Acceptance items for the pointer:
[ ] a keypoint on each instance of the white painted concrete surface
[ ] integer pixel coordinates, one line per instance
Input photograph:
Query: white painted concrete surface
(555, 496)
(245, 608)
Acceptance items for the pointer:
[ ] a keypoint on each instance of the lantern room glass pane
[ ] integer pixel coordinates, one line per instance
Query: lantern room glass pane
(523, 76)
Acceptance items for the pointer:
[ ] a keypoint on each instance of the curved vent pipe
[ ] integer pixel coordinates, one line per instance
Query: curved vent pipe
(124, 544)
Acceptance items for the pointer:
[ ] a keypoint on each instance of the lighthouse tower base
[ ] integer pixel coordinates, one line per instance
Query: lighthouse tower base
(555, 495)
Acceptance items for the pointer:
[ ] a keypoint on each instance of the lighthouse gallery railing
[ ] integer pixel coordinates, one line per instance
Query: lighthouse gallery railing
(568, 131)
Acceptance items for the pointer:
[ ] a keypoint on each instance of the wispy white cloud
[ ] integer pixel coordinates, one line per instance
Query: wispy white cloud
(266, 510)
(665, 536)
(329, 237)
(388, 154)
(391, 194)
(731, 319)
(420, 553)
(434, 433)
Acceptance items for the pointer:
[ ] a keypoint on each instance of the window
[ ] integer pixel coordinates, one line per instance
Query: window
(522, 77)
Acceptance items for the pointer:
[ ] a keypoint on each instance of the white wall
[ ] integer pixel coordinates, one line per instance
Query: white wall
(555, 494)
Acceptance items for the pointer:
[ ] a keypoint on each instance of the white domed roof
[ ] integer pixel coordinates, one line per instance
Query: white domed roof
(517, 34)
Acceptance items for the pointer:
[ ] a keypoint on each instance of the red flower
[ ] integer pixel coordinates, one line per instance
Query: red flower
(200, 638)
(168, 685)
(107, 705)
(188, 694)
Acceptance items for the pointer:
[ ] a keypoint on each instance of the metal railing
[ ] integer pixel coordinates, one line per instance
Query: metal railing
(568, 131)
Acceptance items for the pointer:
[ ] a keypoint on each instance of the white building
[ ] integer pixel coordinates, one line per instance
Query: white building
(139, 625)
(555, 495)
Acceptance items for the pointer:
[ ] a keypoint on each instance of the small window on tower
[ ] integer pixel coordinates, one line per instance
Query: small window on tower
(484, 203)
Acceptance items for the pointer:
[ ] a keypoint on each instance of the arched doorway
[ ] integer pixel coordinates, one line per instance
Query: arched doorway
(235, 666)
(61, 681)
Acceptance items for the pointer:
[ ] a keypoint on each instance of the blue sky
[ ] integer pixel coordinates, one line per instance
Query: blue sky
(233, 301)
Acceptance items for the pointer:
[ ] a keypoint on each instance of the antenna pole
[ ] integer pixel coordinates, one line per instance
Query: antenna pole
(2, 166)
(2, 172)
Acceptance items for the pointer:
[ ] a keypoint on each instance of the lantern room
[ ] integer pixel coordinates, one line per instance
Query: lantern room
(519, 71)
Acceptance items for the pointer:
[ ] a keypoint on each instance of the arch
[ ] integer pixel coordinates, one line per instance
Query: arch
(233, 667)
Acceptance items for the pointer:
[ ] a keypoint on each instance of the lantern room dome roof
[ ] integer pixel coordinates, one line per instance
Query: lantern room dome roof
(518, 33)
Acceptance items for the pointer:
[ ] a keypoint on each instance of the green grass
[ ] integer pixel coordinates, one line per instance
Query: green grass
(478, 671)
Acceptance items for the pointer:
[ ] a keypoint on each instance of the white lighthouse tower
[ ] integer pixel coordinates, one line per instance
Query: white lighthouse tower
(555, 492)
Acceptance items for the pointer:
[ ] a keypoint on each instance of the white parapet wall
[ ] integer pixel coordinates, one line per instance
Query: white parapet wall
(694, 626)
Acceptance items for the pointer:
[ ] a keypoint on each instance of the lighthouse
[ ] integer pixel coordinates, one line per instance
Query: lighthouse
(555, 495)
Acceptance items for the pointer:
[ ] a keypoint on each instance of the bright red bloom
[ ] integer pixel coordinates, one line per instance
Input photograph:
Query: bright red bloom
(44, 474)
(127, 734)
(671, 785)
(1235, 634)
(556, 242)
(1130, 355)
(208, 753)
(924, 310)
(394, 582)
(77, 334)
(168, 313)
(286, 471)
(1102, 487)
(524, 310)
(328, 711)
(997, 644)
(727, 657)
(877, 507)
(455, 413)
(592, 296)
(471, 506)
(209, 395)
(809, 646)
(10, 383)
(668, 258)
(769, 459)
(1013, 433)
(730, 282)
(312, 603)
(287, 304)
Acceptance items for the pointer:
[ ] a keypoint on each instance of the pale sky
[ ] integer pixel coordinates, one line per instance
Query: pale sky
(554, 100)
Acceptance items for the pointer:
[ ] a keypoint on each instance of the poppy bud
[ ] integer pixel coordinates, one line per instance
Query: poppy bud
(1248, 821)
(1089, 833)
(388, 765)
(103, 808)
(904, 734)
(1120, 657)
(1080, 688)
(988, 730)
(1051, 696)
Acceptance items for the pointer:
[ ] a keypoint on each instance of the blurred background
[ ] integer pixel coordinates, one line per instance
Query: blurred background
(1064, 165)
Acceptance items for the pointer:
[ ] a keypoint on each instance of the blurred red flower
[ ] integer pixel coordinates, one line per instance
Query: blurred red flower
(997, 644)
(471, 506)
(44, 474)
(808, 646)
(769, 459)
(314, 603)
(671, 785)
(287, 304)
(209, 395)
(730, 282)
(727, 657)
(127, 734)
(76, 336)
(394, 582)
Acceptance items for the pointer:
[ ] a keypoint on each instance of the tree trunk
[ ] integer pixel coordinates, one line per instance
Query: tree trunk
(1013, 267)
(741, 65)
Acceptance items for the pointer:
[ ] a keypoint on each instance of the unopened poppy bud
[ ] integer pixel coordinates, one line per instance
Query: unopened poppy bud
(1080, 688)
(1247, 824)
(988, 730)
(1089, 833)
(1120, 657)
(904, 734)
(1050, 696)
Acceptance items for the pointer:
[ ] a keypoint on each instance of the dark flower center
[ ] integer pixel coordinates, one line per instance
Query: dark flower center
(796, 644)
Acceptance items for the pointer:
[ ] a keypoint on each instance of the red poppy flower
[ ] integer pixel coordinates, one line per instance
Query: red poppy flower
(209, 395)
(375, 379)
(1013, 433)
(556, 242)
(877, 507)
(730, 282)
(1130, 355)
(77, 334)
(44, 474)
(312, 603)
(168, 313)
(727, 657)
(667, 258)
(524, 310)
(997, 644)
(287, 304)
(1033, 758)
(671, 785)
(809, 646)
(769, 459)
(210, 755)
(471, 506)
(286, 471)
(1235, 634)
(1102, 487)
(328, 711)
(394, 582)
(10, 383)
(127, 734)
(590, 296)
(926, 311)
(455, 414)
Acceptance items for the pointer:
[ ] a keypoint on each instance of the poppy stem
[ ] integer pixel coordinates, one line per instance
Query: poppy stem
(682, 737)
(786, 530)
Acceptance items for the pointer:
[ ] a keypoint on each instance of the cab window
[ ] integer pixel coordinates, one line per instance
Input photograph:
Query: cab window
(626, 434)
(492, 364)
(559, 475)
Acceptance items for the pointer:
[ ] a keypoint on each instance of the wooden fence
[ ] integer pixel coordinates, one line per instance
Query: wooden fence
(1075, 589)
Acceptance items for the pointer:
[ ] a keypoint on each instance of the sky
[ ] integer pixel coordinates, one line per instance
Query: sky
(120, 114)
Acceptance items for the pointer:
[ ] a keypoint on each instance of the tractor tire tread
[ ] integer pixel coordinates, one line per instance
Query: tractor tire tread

::::

## PROBLEM STATEMENT
Transcribe the data above in full, exactly.

## RESPONSE TO THE EXERCISE
Acceptance items for the pointer:
[ ] a keypoint on each instance of the white painted concrete surface
[ ] integer pixel coordinates, one line per instance
Input photograph:
Query: white painted concrete surface
(555, 496)
(245, 608)
Acceptance items for the pointer:
[ ] a keypoint on each instance of the lantern room glass pane
[ ] integer pixel coordinates, one line per instance
Query: lantern room glass pane
(523, 76)
Acceptance items for the pointer:
[ ] a keypoint on each instance of the curved vent pipe
[ ] integer pixel coordinates, one line per instance
Query: curved vent pipe
(124, 544)
Acceptance items for the pointer:
[ ] a keypoint on each instance of the lighthouse tower base
[ ] integer pixel coordinates, one line per instance
Query: lighthouse tower base
(555, 495)
Acceptance items for the pointer:
[ ] a keypoint on each instance of the lighthouse gallery railing
[ ] integer pixel coordinates, one line per instance
Query: lighthouse gallery railing
(568, 131)
Acceptance items for the pointer:
[ ] a keypoint on each instance of the wispy white cloud
[ ] integer pixel coordinates, one line per instance
Query: wispy white cloud
(266, 510)
(665, 536)
(329, 237)
(388, 154)
(391, 194)
(731, 319)
(420, 553)
(434, 433)
Acceptance items for the pointer:
[ ] a keypoint on each instance of the window
[ ] integer pixel coordinates, one line per instance
Query: window
(522, 77)
Acceptance items for the pointer:
[ ] a keypoint on each instance of the white wall
[ ] integer pixel coordinates, one line per instance
Query: white wall
(555, 494)
Acceptance items for the pointer:
[ ] a keypoint on each instance of the white domed roof
[ ] integer pixel coordinates, one line per instance
Query: white domed roof
(517, 34)
Acceptance items for the pointer:
[ ] a keypoint on each instance of the red flower
[ ] integer pixel coordinates, one line per instance
Query: red flower
(200, 638)
(168, 685)
(107, 705)
(188, 694)
Acceptance items for the pointer:
[ ] a keypoint on each instance of the metal railing
[ ] integer pixel coordinates, one line per instance
Query: metal railing
(568, 131)
Acceptance items for the pointer:
[ ] a keypoint on each instance of the white building
[ ] integer pixel coordinates, one line per instance
Query: white building
(139, 625)
(555, 495)
Acceptance items for the pointer:
[ ] a keypoint on each instance of the small window on tower
[ ] integer pixel coordinates, one line per instance
Query: small window on tower
(484, 203)
Acceptance items for the pointer:
[ ] a keypoint on each instance of the arched doorway
[ ] integer pixel coordinates, one line per instance
Query: arched doorway
(235, 666)
(61, 681)
Acceptance items for the pointer:
[ ] a keypoint on each instance of the blue sky
[ ] integer pixel coordinates, one line per instance
Query: blue sky
(233, 301)
Acceptance items for the pointer:
[ ] a keypoint on each instance of the antenna pole
[ ] integer pixel coordinates, one line per instance
Query: antenna pole
(2, 166)
(2, 172)
Acceptance items for the pointer:
[ ] a keypoint on each instance of the lantern room
[ ] integer pixel coordinates, one line per instance
Query: lantern room
(519, 71)
Acceptance items for the pointer:
[ ] a keypoint on each instance of the arch
[ ] integer pixel coordinates, one line per instance
Query: arch
(233, 667)
Acceptance items for the pointer:
[ ] a keypoint on each instance of the lantern room dome roof
[ ] integer pixel coordinates, one line per instance
Query: lantern room dome roof
(518, 33)
Acceptance items for the pointer:
[ ] a keypoint on each instance of the green grass
[ ] integer pixel coordinates, one line per instance
Query: green grass
(478, 671)
Acceptance items for the pointer:
[ ] a keypoint on each instance of the white lighthouse tower
[ ] integer pixel coordinates, one line per instance
Query: white lighthouse tower
(555, 492)
Acceptance items for the pointer:
[ ] a keypoint on each instance of the white parapet wall
[ ] integer pixel coordinates, one line per instance
Query: white parapet wall
(694, 626)
Acceptance items for the pointer:
[ ] a keypoint on each instance of the lighthouse
[ ] integer pixel coordinates, one line per instance
Query: lighthouse
(555, 495)
Acceptance items for the pointer:
[ ] a keypoint on each instance of the bright red bloom
[ ] integer pixel coordinates, one line per instance
Input photograph:
Query: bright red bloom
(44, 474)
(127, 734)
(671, 785)
(1235, 634)
(556, 242)
(1130, 355)
(208, 753)
(924, 310)
(394, 582)
(77, 334)
(168, 313)
(286, 471)
(1102, 487)
(524, 310)
(328, 711)
(997, 644)
(727, 657)
(877, 507)
(455, 413)
(592, 296)
(471, 506)
(209, 395)
(809, 646)
(10, 383)
(668, 258)
(769, 459)
(1013, 433)
(730, 282)
(312, 603)
(287, 304)
Acceptance items for the pointer:
[ ] a keypoint on each instance of the pale sky
[ ] integer pixel coordinates, one line per instance
Query: pale sky
(554, 100)
Acceptance items for the pointer:
[ ] a keypoint on each instance of the poppy bud
[ ] integer pixel coordinates, one line per instance
Query: poppy bud
(1248, 821)
(1089, 833)
(388, 765)
(103, 808)
(904, 734)
(1120, 657)
(1080, 688)
(988, 730)
(1051, 696)
Acceptance items for the pointer:
[ ] a keypoint on each instance of the blurred background
[ ] integer pixel coordinates, one line per instance
Query: blurred background
(1064, 165)
Acceptance items for the pointer:
[ ] a keypoint on each instance of the blurred red flower
[ ] integer pixel coordinates, one line per instance
Query: blurred red flower
(997, 644)
(471, 506)
(44, 474)
(808, 646)
(769, 459)
(314, 603)
(671, 785)
(287, 304)
(209, 395)
(730, 282)
(727, 657)
(127, 734)
(76, 336)
(394, 582)
Acceptance items for the pointer:
[ ] a keypoint on each instance of the tree trunk
[ ] integer pixel coordinates, one line per instance
Query: tree trunk
(1013, 267)
(741, 65)
Acceptance items for the pointer:
[ ] a keypoint on each instance of the unopened poppy bud
[ ] integer pixel coordinates, one line per instance
Query: unopened poppy bud
(1080, 688)
(1247, 824)
(988, 730)
(1089, 833)
(1120, 657)
(904, 734)
(1050, 696)
Acceptance items for the pointer:
[ ] a keypoint on each instance of the dark flower center
[ ] integer pixel coordinates, one line per instance
Query: dark flower center
(796, 644)
Acceptance items for the pointer:
[ ] a keypoint on each instance of the red poppy flower
[ ] integer pixel coordinates, one line per instance
Query: red poppy flower
(209, 395)
(375, 379)
(1013, 433)
(556, 242)
(877, 507)
(730, 282)
(1130, 355)
(77, 334)
(44, 474)
(312, 603)
(168, 313)
(727, 657)
(667, 258)
(524, 310)
(997, 644)
(287, 304)
(1033, 758)
(671, 785)
(809, 646)
(769, 459)
(210, 755)
(471, 506)
(286, 471)
(1235, 634)
(1102, 487)
(328, 711)
(394, 582)
(10, 383)
(127, 734)
(590, 296)
(926, 311)
(455, 414)
Acceptance items for the pointer:
[ ] a keypoint on each instance of the poppy stem
[ ] integer pixel coordinates, one line per instance
Query: poppy stem
(682, 737)
(786, 530)
Acceptance items for the pointer:
[ ] a keypoint on each instance of the cab window
[ ] integer pixel coordinates, one line per instance
Input photograph:
Query: cab window
(626, 434)
(492, 364)
(559, 475)
Acceptance items for the pointer:
[ ] a keypoint on each instance of the wooden fence
[ ] integer pixel coordinates, one line per instance
Query: wooden fence
(1075, 589)
Acceptance items for the pointer:
[ ] a keypoint on each instance of the sky
[ ] integer pixel coordinates, one line per instance
Query: sky
(120, 114)
Acceptance items for the pointer:
[ ] a keypoint on each instance of the tractor tire tread
[ ] integer pixel coordinates, one line per instance
Query: tractor tire tread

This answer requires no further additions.